[Provided records — start]
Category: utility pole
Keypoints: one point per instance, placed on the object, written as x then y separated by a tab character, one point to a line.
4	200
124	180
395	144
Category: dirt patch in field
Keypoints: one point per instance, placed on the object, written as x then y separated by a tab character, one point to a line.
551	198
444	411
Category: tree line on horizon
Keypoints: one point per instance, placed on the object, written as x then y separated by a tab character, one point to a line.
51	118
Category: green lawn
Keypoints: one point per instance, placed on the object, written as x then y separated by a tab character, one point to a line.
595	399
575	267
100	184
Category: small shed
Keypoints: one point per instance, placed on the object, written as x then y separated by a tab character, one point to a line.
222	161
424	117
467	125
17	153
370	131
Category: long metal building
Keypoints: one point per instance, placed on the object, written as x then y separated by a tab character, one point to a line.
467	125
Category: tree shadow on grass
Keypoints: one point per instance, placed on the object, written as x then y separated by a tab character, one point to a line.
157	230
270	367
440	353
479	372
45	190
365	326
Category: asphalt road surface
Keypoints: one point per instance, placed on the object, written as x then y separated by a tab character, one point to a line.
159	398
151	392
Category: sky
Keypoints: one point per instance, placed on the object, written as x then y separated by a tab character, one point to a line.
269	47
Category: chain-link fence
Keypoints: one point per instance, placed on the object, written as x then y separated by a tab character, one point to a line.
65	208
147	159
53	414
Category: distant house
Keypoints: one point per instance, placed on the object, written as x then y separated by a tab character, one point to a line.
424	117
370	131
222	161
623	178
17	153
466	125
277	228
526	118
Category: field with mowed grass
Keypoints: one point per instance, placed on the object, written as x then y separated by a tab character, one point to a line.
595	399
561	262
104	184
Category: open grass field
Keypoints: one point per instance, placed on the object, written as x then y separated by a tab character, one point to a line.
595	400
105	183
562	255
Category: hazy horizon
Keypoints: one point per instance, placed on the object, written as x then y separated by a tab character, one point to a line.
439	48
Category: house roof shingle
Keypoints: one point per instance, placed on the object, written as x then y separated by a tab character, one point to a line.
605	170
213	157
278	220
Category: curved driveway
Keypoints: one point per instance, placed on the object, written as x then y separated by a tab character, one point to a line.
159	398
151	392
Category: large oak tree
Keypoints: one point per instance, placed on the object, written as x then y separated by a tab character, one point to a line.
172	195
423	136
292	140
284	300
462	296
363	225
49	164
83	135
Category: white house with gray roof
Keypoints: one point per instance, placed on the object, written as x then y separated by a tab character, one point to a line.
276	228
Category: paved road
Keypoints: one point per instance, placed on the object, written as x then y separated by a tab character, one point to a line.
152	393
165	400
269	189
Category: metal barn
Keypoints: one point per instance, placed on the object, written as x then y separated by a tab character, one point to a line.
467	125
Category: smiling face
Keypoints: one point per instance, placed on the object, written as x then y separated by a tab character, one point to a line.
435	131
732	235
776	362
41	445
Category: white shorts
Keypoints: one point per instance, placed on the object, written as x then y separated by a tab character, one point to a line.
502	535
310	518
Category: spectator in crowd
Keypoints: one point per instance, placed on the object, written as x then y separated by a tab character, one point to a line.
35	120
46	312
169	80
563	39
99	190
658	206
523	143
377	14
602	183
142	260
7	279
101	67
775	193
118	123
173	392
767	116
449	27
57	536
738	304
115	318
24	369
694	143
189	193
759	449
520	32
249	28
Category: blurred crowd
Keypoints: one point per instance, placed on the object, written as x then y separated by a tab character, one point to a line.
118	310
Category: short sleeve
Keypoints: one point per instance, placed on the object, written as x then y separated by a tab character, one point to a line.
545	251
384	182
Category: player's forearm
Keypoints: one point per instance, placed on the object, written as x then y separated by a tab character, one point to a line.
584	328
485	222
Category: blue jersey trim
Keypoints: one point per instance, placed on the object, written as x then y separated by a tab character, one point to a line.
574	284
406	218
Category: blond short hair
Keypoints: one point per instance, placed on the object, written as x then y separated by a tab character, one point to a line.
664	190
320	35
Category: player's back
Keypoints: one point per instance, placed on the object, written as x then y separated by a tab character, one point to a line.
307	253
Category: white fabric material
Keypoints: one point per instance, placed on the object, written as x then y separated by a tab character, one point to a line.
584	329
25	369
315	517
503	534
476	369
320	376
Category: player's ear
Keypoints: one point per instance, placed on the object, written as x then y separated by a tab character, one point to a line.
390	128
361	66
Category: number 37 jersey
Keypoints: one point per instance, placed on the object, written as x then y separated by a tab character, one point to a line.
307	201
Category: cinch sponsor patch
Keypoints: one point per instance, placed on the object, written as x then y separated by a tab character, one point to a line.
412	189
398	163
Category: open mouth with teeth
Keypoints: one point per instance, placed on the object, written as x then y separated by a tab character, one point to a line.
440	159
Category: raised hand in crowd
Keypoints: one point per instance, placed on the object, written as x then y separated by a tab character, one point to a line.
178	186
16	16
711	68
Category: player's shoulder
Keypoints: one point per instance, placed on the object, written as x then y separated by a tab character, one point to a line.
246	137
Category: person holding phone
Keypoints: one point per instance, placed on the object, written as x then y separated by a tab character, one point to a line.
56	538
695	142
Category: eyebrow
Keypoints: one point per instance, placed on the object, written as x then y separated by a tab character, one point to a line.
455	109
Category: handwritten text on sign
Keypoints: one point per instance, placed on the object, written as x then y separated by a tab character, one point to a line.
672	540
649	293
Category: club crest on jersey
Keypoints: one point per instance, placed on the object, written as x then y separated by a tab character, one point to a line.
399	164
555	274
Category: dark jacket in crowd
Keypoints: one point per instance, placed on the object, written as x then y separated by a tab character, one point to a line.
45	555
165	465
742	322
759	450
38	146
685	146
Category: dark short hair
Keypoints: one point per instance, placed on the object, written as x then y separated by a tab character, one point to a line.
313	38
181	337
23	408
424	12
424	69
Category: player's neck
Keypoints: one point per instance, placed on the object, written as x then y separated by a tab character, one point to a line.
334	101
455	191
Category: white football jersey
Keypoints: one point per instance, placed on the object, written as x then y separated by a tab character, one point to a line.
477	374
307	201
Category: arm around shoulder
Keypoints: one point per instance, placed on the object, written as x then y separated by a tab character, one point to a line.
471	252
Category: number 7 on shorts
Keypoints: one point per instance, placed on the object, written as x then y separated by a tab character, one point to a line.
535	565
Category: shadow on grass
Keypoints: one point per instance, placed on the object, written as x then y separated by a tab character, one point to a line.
[Provided records — finish]
Once you have read the entries, reproduce each one exactly.

§ **Solution to the problem**
Category: utility pole
Keypoints: one point per instance, placed on the object, written as x then y separated by a tab character, one point to a line.
4	200
124	180
395	144
Category: dirt patch in field
Keypoints: one point per instance, placed on the object, written as x then y separated by a tab character, one point to a line.
551	198
444	411
Category: tree line on horizon
Keypoints: one point per instance, placed on the object, written as x then y separated by a tab character, one point to a line.
51	118
Category: green lawn
Keypoints: one point per instance, placed on the object, written as x then y separated by a tab character, one point to a line.
595	399
575	267
100	184
Category: small shed
Keypoints: one point per instance, placed on the object, written as x then y separated by a tab character, one point to a line.
222	161
424	117
467	125
17	153
370	131
Category: long metal building
Keypoints: one point per instance, placed on the object, written as x then y separated by a tab character, one point to a line.
467	125
Category: tree shadow on grass
Keypoints: one point per instance, placed on the object, written as x then y separated by a tab character, one point to a line.
157	230
270	367
440	353
479	372
45	190
365	326
Category: asphalt road surface
Keypoints: one point per instance, placed on the object, written as x then y separated by a tab character, one point to a line.
159	398
151	392
Category: sky
Keypoints: one point per instance, placed on the object, written as x then y separated by a tab character, one point to a line.
269	47
Category: chain-link fence
Keypoints: one point per instance, placed on the object, written as x then y separated by a tab character, one point to a line.
65	208
147	159
53	414
Category: distant house
Keypoints: one point per instance, placed on the object, written as x then y separated by a tab character, one point to a line.
424	117
370	131
222	161
623	178
17	153
466	125
277	228
526	118
Category: field with mowed grass
Keypoints: one point per instance, placed on the object, written as x then y separated by a tab character, one point to a line.
595	399
561	262
104	184
Category: open grass field
Keypoints: one point per instance, placed on the object, written as x then y separated by a tab character, one point to a line.
595	400
105	183
562	255
Category: hazy horizon
Keypoints: one point per instance, placed on the object, written as x then y separated by a tab character, one point to a line.
439	48
Category: house roof shingle
Keypoints: one point per instance, placed on the object, written as x then y separated by a tab character, one point to a line.
605	170
213	157
278	220
Category: curved driveway
Keypoints: one point per instance, placed on the object, written as x then y separated by a tab character, one point to a line.
159	398
151	392
Category: large oak tree
Keypoints: one point per instance, placed on the object, written as x then y separated by a tab character, one point to a line.
172	195
423	136
292	140
284	300
462	296
363	225
49	164
83	135
Category: white house with gray roof
Keypoints: one point per instance, placed on the object, written as x then y separated by a tab character, one point to a line.
276	228
Category: paved road
Keypoints: one point per instance, placed on the object, written as x then y separated by a tab character, one point to a line.
152	393
165	400
269	189
Category: metal barn
Keypoints: one point per instance, placed on the object, written as x then y separated by a tab character, one point to a line.
467	125
Category: smiling face
Keypoints: one point per instance, placed on the object, written as x then y separated by a tab character, one point to a line.
435	131
732	235
776	362
41	445
Category: white shorts
Keypoints: one point per instance, placed on the object, written as x then y separated by a tab character, one point to a line.
502	535
310	518
Category: spectator in crowd
Keypoints: one point per instance, placed on the object, written as x then y separated by a tab character, one point to a line.
35	120
46	312
169	80
563	39
99	190
658	206
523	143
377	14
602	183
142	260
7	279
101	67
775	193
118	123
173	392
767	116
449	27
57	536
738	304
115	318
24	369
694	143
189	193
759	449
520	32
249	28
Category: blurred crowd
Keypoints: one point per instance, placed on the object, written as x then y separated by a tab character, one point to a line.
118	310
Category: short sleeve
Keypoints: one point per instance, placed on the object, written as x then y separated by a tab character, one point to a line.
545	251
384	182
Category: player's forearm
Keypoints: one point per instance, placed on the object, written as x then y separated by a tab character, one point to a line.
584	328
485	222
Category: blue jersey trim
Keypoints: one point per instance, placed on the object, written as x then y separated by a tab character, one point to a line.
574	284
406	218
Category: blond short hair
Keypoints: one point per instance, placed on the object, written as x then y separated by a tab character, one point to a line.
664	190
320	35
Category: player's back
Keypoints: one point per instance, placed on the object, written as x then y separated by a tab character, one point to a line.
307	253
Category: white fabric material
Keypoints: one point per instance, placed on the object, written as x then y separated by a tab character, one point to a line.
584	329
25	369
315	517
503	534
476	369
320	376
Category: player's ear
Keypoints: one point per instance, placed on the object, written as x then y separated by a tab character, one point to a line.
390	128
361	66
Category: number 37 jersey
Keypoints: one point per instance, placed on the object, written as x then y separated by a tab character, one point to a line.
307	201
Category: cinch sponsor patch
Keypoints: one point per instance, placed on the object, written as x then y separated by a tab character, one point to a line.
412	189
398	163
Category: open mouth with teeth
Keypoints: one point per instance, placed on the object, written as x then y separated by a tab character, one point to a line.
440	159
Category: raised hand in crowd
Keypoints: one point per instance, placed on the object, written as x then y separated by a tab character, one point to a line.
178	186
16	16
711	68
Category: player's shoulder
Keypoints: one point per instance, placed on the object, written as x then y separated by a tab character, one point to a line.
246	137
Category: person holding phone
Keypoints: one point per instance, placed on the object, written as x then y separated by a tab character, one point to a line.
56	538
695	142
Category: eyebrow
Keypoints: one point per instance, placed on the object, written as x then y separated by a tab character, one point to a line.
455	109
Category: handwritten text on sign
Keypoints: one point per instance, placed on the object, written as x then y separated by a tab character, one point to a line.
672	540
649	293
Category: club crest on jersey
Keypoints: one point per instance, placed on the object, written as x then y separated by a tab character, one point to a line.
399	164
555	274
Category: dark jacket in crowd
Keypoints: one point per instance, placed on the object, written as x then y separated by a tab character, one point to a line.
45	555
165	465
742	322
759	450
38	146
685	146
Category: dark short hair
Keypoints: one point per instance, placed on the object, written as x then y separated by a tab character, one point to a line.
313	38
181	337
23	408
424	12
424	69
Category: player's neck
Keypoints: one point per instance, placed on the object, written as x then y separated by a tab character, one point to a line.
334	101
455	191
Category: white football jersey
Keypoints: one point per instance, placed on the object, written as x then y separated by a tab character, one point to a line.
477	374
307	201
Category: arm around shoulder
Keypoints: one point per instance, placed on the object, written as x then y separated by a tab character, one point to a line.
471	252
Category: number 7 on shorts
Keypoints: one point per instance, placed on the object, written as x then y separated by a tab character, one point to a line.
535	565
Category: shadow on grass
Keypoints: one point per instance, placed on the object, written as x then y separated by a tab character, one point to a line.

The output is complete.